• **WORK INSTRUCTIONS**
Whatever the records below hold, copy it all out exactly.

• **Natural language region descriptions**
⟨
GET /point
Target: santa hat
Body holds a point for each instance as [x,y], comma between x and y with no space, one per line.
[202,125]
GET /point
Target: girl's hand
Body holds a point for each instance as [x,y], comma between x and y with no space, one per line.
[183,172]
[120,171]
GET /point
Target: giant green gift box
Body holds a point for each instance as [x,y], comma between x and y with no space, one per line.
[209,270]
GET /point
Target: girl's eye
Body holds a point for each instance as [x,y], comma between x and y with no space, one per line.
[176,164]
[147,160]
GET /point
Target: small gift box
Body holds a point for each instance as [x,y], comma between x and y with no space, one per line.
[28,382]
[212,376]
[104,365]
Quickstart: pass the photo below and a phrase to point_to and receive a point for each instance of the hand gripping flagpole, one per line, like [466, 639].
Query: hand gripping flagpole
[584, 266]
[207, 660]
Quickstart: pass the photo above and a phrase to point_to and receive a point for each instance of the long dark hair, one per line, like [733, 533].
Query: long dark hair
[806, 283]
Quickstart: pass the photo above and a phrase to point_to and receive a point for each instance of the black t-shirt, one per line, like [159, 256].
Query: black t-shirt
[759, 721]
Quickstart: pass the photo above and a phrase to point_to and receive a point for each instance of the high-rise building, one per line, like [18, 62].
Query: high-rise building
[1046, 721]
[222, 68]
⟩
• **TASK RESULT**
GET /point
Target: santa hat
Body holds a point for each instance as [x,y], comma between x and y with no space, one per line.
[202,125]
GET /point
Target: girl's hand
Body holds a point for each instance as [x,y], comma between x and y with no space, one per line.
[183,172]
[120,171]
GET /point
Target: giant green gift box
Body holds a point for each instance as [x,y], comma between x and y with no space, one per line.
[209,270]
GET /point
Target: girl's eye
Body holds a point for each instance as [x,y], comma between x and y with no space, one per line.
[176,164]
[147,160]
GET /point
Target: small gift box
Body holds a point for each instance as [x,y], comma between x and y with no space, one per line.
[28,382]
[212,376]
[104,365]
Quickstart: pass the photo below and a phrase to point_to and receive a point for each instance of the hand gripping flagpole, one per line, like [466, 639].
Query: hand gripping flagpole
[584, 266]
[207, 660]
Quickstart: pass the photo above and a phrase to point_to and receive a point for each instance of the long dark hair, one per line, like [733, 533].
Query: long dark hair
[806, 283]
Quickstart: pass the photo above and a phrase to point_to and receive a point for each instance of the black t-shirt, one per line, like [159, 256].
Query: black t-shirt
[759, 721]
Quickstart: pass the photo above and a phrase to point_to and receive a point for each instance of the high-rise building, one per line, like [18, 62].
Query: high-rise building
[1046, 721]
[222, 68]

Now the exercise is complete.